> _Work instructions_
Reproduce the data below exactly. Skip the pictures.
### The records
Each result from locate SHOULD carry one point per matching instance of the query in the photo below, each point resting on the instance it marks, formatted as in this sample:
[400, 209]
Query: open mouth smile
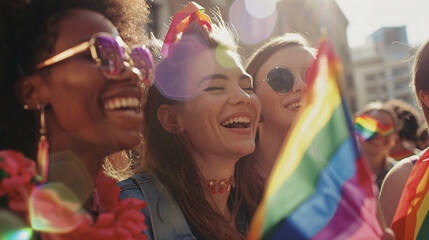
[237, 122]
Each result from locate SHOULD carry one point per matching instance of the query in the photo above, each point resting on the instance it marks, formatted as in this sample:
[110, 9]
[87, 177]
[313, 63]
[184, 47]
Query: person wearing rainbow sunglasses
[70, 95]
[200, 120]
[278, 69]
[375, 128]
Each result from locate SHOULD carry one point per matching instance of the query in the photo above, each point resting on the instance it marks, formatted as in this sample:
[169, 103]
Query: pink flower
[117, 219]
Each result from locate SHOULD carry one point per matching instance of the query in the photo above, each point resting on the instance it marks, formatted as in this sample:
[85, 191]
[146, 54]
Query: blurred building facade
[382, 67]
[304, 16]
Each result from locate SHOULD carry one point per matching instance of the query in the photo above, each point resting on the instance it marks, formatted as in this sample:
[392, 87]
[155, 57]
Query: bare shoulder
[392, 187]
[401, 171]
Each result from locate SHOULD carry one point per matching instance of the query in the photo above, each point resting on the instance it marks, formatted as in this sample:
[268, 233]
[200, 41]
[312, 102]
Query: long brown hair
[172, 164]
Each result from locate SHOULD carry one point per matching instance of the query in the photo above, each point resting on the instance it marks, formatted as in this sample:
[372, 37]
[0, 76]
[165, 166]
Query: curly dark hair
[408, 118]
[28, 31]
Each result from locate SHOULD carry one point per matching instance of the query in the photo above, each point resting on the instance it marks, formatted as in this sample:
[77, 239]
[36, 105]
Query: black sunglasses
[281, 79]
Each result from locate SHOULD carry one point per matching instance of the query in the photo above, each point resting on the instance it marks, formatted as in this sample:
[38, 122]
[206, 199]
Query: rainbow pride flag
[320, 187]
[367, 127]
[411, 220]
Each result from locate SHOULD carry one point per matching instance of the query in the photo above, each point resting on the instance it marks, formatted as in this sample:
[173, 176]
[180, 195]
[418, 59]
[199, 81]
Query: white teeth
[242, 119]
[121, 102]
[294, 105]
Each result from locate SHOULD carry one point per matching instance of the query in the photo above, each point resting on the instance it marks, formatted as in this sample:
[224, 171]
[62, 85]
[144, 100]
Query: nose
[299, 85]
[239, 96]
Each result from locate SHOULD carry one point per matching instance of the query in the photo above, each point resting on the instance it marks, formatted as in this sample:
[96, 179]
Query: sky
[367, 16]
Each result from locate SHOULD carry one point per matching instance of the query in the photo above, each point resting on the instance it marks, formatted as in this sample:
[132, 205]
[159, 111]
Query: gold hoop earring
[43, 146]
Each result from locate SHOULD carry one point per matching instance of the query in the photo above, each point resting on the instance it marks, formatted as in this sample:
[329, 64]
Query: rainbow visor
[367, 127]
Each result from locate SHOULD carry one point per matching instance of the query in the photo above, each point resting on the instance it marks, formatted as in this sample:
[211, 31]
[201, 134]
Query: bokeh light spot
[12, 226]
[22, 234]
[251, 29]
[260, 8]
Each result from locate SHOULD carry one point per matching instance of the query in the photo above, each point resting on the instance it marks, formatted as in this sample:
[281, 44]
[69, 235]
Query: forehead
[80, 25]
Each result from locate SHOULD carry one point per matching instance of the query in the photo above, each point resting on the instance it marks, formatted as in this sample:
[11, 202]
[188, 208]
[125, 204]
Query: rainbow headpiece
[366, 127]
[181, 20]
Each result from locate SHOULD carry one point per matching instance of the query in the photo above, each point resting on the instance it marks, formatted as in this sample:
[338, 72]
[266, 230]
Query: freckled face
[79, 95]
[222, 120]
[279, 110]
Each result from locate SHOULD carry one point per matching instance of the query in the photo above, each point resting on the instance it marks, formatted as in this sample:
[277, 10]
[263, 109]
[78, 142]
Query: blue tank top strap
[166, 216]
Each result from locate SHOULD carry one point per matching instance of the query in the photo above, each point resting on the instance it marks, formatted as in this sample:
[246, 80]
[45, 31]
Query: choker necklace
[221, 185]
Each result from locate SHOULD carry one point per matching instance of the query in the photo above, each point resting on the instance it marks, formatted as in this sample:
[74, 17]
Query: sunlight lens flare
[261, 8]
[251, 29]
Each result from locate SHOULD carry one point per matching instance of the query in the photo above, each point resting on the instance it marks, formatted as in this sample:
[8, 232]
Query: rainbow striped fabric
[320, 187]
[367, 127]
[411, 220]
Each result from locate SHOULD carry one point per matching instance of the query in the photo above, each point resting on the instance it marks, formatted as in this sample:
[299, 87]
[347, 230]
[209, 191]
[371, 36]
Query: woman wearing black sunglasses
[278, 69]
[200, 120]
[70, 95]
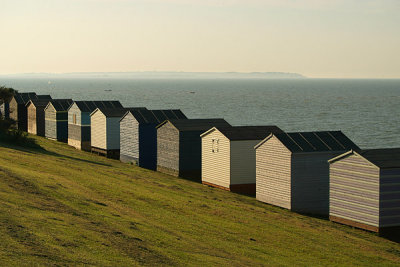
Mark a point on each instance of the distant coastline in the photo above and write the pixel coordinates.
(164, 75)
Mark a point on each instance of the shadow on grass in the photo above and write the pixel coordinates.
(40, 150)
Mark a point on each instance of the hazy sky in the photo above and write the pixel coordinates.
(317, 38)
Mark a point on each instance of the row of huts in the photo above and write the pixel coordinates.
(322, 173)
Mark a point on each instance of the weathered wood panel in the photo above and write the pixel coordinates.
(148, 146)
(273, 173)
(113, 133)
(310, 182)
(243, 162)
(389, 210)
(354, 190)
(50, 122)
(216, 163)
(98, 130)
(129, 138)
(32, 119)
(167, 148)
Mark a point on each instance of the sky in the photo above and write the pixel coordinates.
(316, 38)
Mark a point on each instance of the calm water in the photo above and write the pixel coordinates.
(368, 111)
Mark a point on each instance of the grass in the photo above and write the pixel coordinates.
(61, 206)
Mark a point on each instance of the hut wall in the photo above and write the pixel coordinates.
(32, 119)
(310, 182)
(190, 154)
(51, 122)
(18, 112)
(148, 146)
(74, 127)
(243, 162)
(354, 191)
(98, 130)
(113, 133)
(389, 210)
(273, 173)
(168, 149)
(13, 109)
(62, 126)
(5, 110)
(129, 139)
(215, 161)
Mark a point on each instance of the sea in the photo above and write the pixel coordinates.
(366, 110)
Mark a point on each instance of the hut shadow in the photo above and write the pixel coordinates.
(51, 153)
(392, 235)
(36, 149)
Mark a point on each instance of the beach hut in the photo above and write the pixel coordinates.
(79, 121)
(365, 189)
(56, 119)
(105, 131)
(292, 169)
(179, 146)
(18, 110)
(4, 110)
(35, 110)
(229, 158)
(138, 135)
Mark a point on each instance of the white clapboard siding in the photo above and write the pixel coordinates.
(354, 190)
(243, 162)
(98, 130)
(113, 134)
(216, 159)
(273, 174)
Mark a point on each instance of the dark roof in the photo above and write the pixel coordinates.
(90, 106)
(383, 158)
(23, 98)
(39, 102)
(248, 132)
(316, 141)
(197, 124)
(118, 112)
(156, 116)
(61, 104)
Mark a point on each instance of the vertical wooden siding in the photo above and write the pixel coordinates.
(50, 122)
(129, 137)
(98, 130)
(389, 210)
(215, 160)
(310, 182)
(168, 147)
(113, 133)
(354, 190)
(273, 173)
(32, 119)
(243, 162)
######
> _The answer_
Each result from locate SHOULD carry one point per matching instance of the query in the photo below, each point resting on the instance it marks, formatted as in this sample:
[400, 209]
Query: open mouth smile
[237, 122]
Each result from locate SHOULD carry one point per matching instance of the query in the photo above, each point resting on the instance it marks, formatted as in this sample:
[110, 9]
[87, 177]
[313, 63]
[184, 47]
Query: person wearing rainbow sunglasses
[70, 95]
[200, 120]
[278, 69]
[375, 128]
Each result from locate SHOULD carry one point per matching instance of the query in the photo above, each point resting on the instance it marks, formatted as in this sample:
[169, 103]
Query: pink flower
[117, 219]
Each result from locate SHOULD carry one point per matching instance of the query in the photo above, each point resting on the instance it marks, formatted as in this sample:
[85, 191]
[146, 54]
Query: blurred building facade
[382, 67]
[304, 16]
Each result from locate SHOULD carry one point per matching instance of the query in the photo above, each point resting on the instance it marks, formatted as in this sample:
[392, 87]
[155, 57]
Query: bare shoulder
[392, 187]
[401, 171]
Each result from locate SHOULD carry one point per matching instance of the query in the photo above, each point resting on the instance it marks, formatted as in this sample:
[268, 233]
[200, 41]
[312, 102]
Query: long brown hair
[172, 164]
Each result from locate SHOULD carry one point per matching instance of the query in the photo above, each point resting on the instance it marks, formatted as in this sample:
[372, 37]
[0, 76]
[165, 166]
Query: curly dark hair
[408, 118]
[28, 31]
Each result from locate SHOULD carry one point per matching instance of the query in the photo above, each point resting on the instance it marks, formatted as in this sample:
[77, 239]
[36, 105]
Query: black sunglasses
[281, 79]
Each result from locate SHOULD carry one point per matching instance of the query in the photo above, each point resting on the instance it marks, formatted as in this sample:
[38, 122]
[206, 199]
Query: rainbow pride flag
[320, 187]
[367, 127]
[411, 220]
Each result from locate SHOULD carry one point per matching instance of the query in the photo above, each point resting on the instance it marks, formatted as in this sample:
[173, 176]
[180, 195]
[418, 59]
[199, 81]
Query: white teeth
[242, 119]
[121, 102]
[294, 105]
Each result from locate SHOULD carry one point per matching instance of the query in the photo above, each point resting on the instance it marks, formatted as in this sample:
[224, 171]
[62, 85]
[144, 100]
Query: nose
[299, 85]
[239, 96]
Each result from locate SHOULD carry one point per matching instance of the query in the photo above, each point resting on the instance it marks, formatted as in this sample:
[96, 179]
Query: sky
[367, 16]
Each result from locate SHOULD carry one point per matching instance of the query in the photo above, each point resting on the instance it marks, formatted as in this sample:
[132, 205]
[159, 111]
Query: gold hoop earring
[43, 146]
Each result from locate SHOULD carry one point per matching instance of the query in the photo above, each point resting on the instance it marks, formatted as in this sample:
[329, 64]
Query: rainbow visor
[367, 127]
Each result from locate SHOULD carry one point per matching instance of the query in the photo above, each point resting on the instance it marks, formatted as in this sample:
[211, 31]
[201, 134]
Query: bokeh light spot
[12, 226]
[22, 234]
[251, 29]
[260, 8]
Each result from locate SHOULD carry one point per matching instance of the query in the photo above, each point resting on the instance it marks, formatted as in this sample:
[281, 44]
[69, 235]
Query: forehead
[80, 25]
Each result from locate SHOULD carry one point per matching instance of the query in the photo above, each point resting on the instance it marks, formatted as in this sample:
[11, 202]
[188, 208]
[125, 204]
Query: rainbow headpiece
[366, 127]
[181, 20]
Each result from locate SHOULD carry one point per matching instance of the query in the photo above, each point resting on the instance it marks, formatted as in this sample:
[338, 72]
[266, 230]
Query: freckled face
[79, 95]
[222, 120]
[279, 110]
Each result from locate SHOULD carry one point per matching instance of the query in the photo above, each point resting on the instance it marks, formatted as in this sample:
[277, 10]
[263, 109]
[78, 142]
Query: blue tank top strap
[166, 216]
Each result from locate SHOULD carry one point per matching instance of the query in the photo above, each point resting on the instance it marks, formatted as in this sample:
[246, 80]
[45, 31]
Query: choker necklace
[221, 185]
Each result from locate SHOULD carry one point per matching instance of the query in the photo above, each point resting on the instance it marks, formatted as in this sample:
[74, 17]
Query: sunlight lens flare
[261, 8]
[251, 29]
Each result from locate SHOULD carry one point per matching instance of the query in the photo above, each point resting on the instance it marks, formatted as in this sample:
[8, 232]
Query: rainbow striped fabric
[320, 187]
[367, 127]
[411, 220]
Each result from locate SHOULD carry one point per matching instance of the query in the photo above, each point resting on the instance it marks, formatted as in this sample:
[299, 87]
[347, 230]
[209, 191]
[371, 36]
Query: woman wearing black sunglasses
[278, 69]
[200, 120]
[70, 95]
Mark a point on each instance of the distant coastline in the photo above and write the pixel coordinates.
(164, 75)
Mark a point on each instance of the shadow on grass in the photo above and write the pixel coordinates.
(40, 150)
Mark a point on each instance of the hazy sky in the photo above and write the pixel coordinates.
(317, 38)
Mark a point on each instance of the row of huts in the photo above and write the pixel coordinates.
(322, 173)
Mark a point on each instance of the weathered wood panel in the photo above and write the pixel coordinates.
(148, 146)
(273, 173)
(113, 133)
(310, 182)
(243, 162)
(389, 210)
(354, 190)
(50, 122)
(216, 163)
(98, 130)
(129, 138)
(32, 119)
(167, 148)
Mark a point on each instance of the sky in the photo above and write the pixel coordinates.
(316, 38)
Mark a point on each instance of the calm water in the photo above and write the pixel coordinates.
(368, 111)
Mark a point on each instance of the grass in the photo above and write the pixel coordinates.
(61, 206)
Mark a point on each instance of the hut wall in the photo above and write the pixel coordinates.
(32, 119)
(310, 182)
(190, 154)
(51, 122)
(18, 112)
(148, 146)
(74, 127)
(243, 162)
(354, 191)
(98, 130)
(113, 133)
(389, 210)
(273, 173)
(168, 149)
(13, 109)
(62, 126)
(5, 110)
(129, 139)
(215, 161)
Mark a point on each instance of the sea in the photo above and write the pixel coordinates.
(366, 110)
Mark a point on each instance of the hut shadow in the photo above and write the pixel coordinates.
(51, 153)
(392, 235)
(36, 149)
Mark a point on each instance of the beach hut in the photo above and write the pixel coordinates.
(79, 121)
(365, 189)
(56, 119)
(105, 131)
(292, 169)
(179, 146)
(18, 110)
(4, 110)
(35, 110)
(229, 158)
(138, 135)
Mark a point on each instance of the white clapboard siding in the photo above and write the pixel coordinates.
(354, 190)
(243, 162)
(98, 130)
(113, 134)
(216, 159)
(273, 174)
Mark a point on each instance of the dark roof in the photo above and write the pixel coordinates.
(90, 106)
(383, 158)
(23, 98)
(39, 102)
(248, 132)
(316, 141)
(197, 124)
(118, 112)
(156, 116)
(61, 104)
Mark a point on each instance of the vertical wooden siding in the photo above and write the pixel coordinates.
(50, 122)
(129, 137)
(98, 130)
(389, 210)
(215, 160)
(310, 182)
(168, 147)
(113, 133)
(354, 190)
(273, 173)
(32, 119)
(243, 162)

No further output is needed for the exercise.